Ausgewählter Auszug:
┄┄┄┄┄┄

Heise: Bruno Kramm, bei der Piratenpartei auf das Thema Urheberrecht spezialisiert. Herr Kramm, wenn die Nutzer entkriminalisiert werden sollen, es soll nicht derjenige, der sich Filme aus dem Netz lädt, von spezialisierten Anwaltskanzleien mit Geldforderungen überzogen werden. Da stimmen Sie ja vollkommen überein eben auch mit den Künstlern. Wenn das im Vordergrund steht, dann wäre doch zum Beispiel an Bezahlsystemen zu arbeiten oder eine Kulturflatrate wäre denkbar. Bisher wehren Sie sich aber. Beispielsweise die Kulturflatrate kommt bei Ihnen nicht vor.
Kramm: Moment, also, wir sind natürlich für Bezahlsysteme. Wir wehren uns komplett gegen jede Form von Filehosting, wo Leute kommerziell dran verdienen und Urheber in keiner Form beteiligen. Wir müssen über Beteiligungsmodelle nachdenken, auch gerade bei diversen Systemen, egal ob das Youtube und ähnliche, ja, Systeme sind, die einfach letztendlich an urheberrechtlich geschützten Werken verdienen.
Was jetzt Pauschalabgaben betrifft: Wir sträuben uns nicht dagegen, wir diskutieren darüber auch. Wir wollen nur nicht die Form von Kulturflatrate einführen, die häufig diskutiert wird, weil die nämlich wiederum total anfällig ist: einmal für Missbrauch – das fängt damit an, dass die in der Form, in der sie vorgeschlagen ist, am ISP, also beim Provider, genau zählt, was an Werken durchfließt. Das ist hoch anfällig, A, einmal für Missbrauch, und B, natürlich muss dann der Provider an der Stelle wieder genau messen, was jeder User letztendlich konsumiert. Das ist wieder eine Überwachung und ein übermäßiger Eingriff in den Datenschutz, in die Privatsphäre.
Und wir haben da ganz andere Modelle, worüber wir diskutieren. Zum Beispiel hat der Chaos Computer Club ein sehr interessantes Modell, die Kulturwertmark eingeführt, die eben genau das unterbindet, und da denken wir natürlich nach über Pauschalabgaben. Und ich hab Ihnen ja auch heute schon einen Literaturtipp gegeben: Dieses neue Buch von Aigrain im University Press, Amsterdam University Press, namens "Sharing" kam raus. Und da ist zum Beispiel genau so ein Betrag mal errechnet worden. Genau das, worüber ja immer hin und her laviert wird: Wie groß wäre denn so ein Betrag? - Und wir denken wirklich sehr konkret genau darüber nach.

┄┄┄┄┄┄

Angezeigte Zeilen:
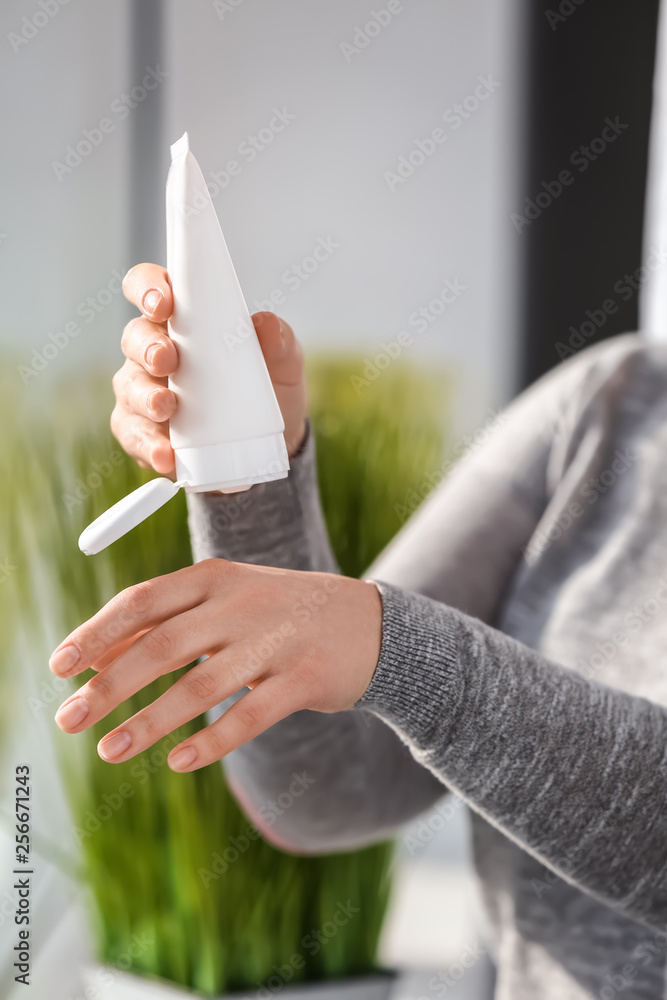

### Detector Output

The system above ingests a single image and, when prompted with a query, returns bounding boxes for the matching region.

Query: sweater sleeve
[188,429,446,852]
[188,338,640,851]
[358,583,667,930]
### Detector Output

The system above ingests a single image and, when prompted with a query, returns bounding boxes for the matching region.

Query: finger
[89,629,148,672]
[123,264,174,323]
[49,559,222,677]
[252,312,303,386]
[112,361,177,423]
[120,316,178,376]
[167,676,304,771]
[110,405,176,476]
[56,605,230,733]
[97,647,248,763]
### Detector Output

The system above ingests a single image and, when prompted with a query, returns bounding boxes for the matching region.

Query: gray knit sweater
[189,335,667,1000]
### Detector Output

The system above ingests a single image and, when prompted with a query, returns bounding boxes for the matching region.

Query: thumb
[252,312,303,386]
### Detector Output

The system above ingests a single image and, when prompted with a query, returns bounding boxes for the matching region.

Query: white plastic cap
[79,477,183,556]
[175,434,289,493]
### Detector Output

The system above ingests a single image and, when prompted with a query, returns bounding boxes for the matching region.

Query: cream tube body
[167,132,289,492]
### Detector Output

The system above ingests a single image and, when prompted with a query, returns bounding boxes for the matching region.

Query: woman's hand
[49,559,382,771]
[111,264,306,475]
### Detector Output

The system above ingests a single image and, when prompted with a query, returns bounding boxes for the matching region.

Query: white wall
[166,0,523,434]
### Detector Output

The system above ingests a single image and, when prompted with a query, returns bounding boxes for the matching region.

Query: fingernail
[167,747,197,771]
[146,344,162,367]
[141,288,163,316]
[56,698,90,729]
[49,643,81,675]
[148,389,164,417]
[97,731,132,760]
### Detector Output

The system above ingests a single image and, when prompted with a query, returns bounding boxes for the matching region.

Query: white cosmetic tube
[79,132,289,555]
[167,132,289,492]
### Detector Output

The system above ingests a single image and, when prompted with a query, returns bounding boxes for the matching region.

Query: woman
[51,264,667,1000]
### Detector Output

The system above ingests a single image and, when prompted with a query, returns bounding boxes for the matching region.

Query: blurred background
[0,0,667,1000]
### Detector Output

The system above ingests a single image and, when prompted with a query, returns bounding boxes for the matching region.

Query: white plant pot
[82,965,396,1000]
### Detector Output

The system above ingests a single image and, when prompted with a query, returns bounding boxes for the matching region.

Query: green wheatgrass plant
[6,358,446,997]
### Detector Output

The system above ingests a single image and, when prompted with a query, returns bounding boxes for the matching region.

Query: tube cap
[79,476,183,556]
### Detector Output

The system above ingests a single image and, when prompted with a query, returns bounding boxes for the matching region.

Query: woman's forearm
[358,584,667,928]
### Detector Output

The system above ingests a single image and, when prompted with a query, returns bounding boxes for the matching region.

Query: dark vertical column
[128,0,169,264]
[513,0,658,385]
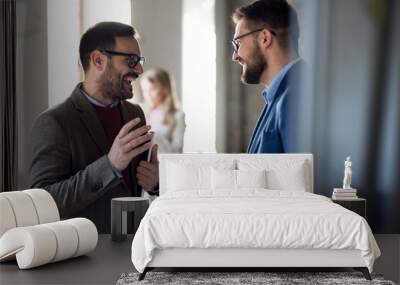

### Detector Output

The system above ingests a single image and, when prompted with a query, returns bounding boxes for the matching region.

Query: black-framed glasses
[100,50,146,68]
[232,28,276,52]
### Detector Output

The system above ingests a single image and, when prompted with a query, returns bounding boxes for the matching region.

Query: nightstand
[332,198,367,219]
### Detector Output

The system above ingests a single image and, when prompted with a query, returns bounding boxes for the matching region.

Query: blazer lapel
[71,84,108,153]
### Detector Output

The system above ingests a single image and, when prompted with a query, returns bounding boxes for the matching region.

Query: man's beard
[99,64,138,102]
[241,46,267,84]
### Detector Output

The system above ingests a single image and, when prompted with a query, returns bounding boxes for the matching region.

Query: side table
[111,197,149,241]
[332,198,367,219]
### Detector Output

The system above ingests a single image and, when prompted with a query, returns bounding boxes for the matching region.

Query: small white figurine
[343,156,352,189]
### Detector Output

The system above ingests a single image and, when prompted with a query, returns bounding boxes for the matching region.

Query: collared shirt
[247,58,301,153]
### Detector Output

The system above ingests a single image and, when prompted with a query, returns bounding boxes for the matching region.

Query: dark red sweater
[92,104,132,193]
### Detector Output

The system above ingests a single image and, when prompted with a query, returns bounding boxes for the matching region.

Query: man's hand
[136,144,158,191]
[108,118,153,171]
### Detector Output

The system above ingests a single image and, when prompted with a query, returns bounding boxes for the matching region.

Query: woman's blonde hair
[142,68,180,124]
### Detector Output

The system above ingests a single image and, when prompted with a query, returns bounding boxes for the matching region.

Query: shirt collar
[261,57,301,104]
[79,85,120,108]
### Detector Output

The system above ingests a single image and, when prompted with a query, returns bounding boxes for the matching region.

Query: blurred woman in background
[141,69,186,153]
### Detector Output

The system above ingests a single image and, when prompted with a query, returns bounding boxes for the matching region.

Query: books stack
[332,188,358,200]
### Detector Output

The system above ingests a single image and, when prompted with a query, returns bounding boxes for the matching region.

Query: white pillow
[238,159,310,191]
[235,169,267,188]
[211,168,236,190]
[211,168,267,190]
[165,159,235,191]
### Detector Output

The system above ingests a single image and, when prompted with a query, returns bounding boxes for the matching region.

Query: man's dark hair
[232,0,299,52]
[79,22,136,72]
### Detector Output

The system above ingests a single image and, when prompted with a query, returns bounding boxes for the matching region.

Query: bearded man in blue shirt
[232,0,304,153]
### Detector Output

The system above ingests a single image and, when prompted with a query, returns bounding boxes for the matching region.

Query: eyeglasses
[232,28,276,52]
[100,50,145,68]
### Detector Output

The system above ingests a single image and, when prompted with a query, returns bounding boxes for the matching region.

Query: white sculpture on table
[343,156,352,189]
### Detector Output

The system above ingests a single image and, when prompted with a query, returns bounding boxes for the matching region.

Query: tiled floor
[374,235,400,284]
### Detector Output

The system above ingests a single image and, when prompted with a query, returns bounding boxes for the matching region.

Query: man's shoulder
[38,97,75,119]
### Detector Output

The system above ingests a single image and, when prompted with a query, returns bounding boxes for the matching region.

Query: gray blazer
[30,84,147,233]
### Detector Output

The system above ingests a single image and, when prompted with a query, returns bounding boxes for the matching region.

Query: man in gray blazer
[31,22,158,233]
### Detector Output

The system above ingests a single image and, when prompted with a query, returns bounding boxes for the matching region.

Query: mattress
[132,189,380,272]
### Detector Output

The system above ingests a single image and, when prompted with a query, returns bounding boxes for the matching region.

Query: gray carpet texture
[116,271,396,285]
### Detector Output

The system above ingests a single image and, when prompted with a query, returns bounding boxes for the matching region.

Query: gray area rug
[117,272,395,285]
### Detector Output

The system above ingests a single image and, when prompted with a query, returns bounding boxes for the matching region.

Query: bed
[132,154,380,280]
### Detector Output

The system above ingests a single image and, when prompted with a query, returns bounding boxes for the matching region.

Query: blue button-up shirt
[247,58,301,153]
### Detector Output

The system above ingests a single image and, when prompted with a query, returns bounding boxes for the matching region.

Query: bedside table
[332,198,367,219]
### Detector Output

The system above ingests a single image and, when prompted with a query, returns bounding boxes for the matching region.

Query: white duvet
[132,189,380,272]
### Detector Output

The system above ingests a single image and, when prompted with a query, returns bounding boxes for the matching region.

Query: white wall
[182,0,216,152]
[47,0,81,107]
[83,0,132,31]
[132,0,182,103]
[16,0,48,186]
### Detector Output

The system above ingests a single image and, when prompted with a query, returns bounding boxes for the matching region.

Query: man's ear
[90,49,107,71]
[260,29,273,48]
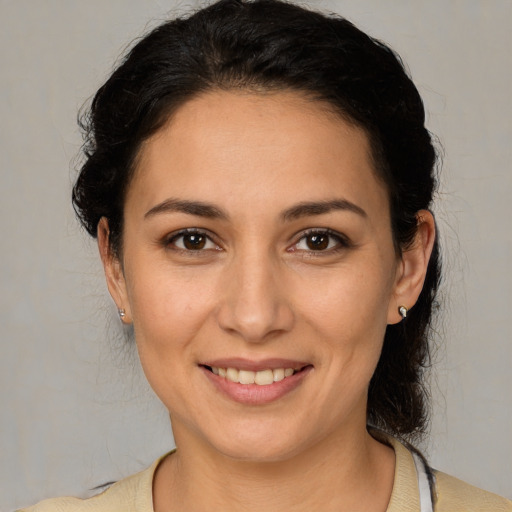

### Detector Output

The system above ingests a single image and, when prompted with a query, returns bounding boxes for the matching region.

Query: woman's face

┄┄┄┄┄┄

Aufgaben:
a) Beantworte anhand des Interviews über das Urheberrecht die folgenden Fragen.
(i) Auf welches Thema ist Bruno Kramm bei der Piratenpartei spezialisiert?
(ii) Welches Modell des Chaos Computer Clubs nennt Kramm?
(iii) Wie heißt das Buch von Aigrain, das Kramm empfiehlt, und in welchem Verlag ist es erschienen?
b) Gib aus dem Interview über das Urheberrecht den Abschnitt zwischen „Heise: Bruno Kramm, bei“ und „Ihnen nicht vor.“ einschließlich beider Stellen wortgetreu aus.

Lösungen in Reihenfolge:
a)
(i) Auf das Urheberrecht.
(ii) Die Kulturwertmark.
(iii) Das Buch heißt „Sharing“ und ist bei der Amsterdam University Press erschienen.

b)
Heise: Bruno Kramm, bei der Piratenpartei auf das Thema Urheberrecht spezialisiert. Herr Kramm, wenn die Nutzer entkriminalisiert werden sollen, es soll nicht derjenige, der sich Filme aus dem Netz lädt, von spezialisierten Anwaltskanzleien mit Geldforderungen überzogen werden. Da stimmen Sie ja vollkommen überein eben auch mit den Künstlern. Wenn das im Vordergrund steht, dann wäre doch zum Beispiel an Bezahlsystemen zu arbeiten oder eine Kulturflatrate wäre denkbar. Bisher wehren Sie sich aber. Beispielsweise die Kulturflatrate kommt bei Ihnen nicht vor.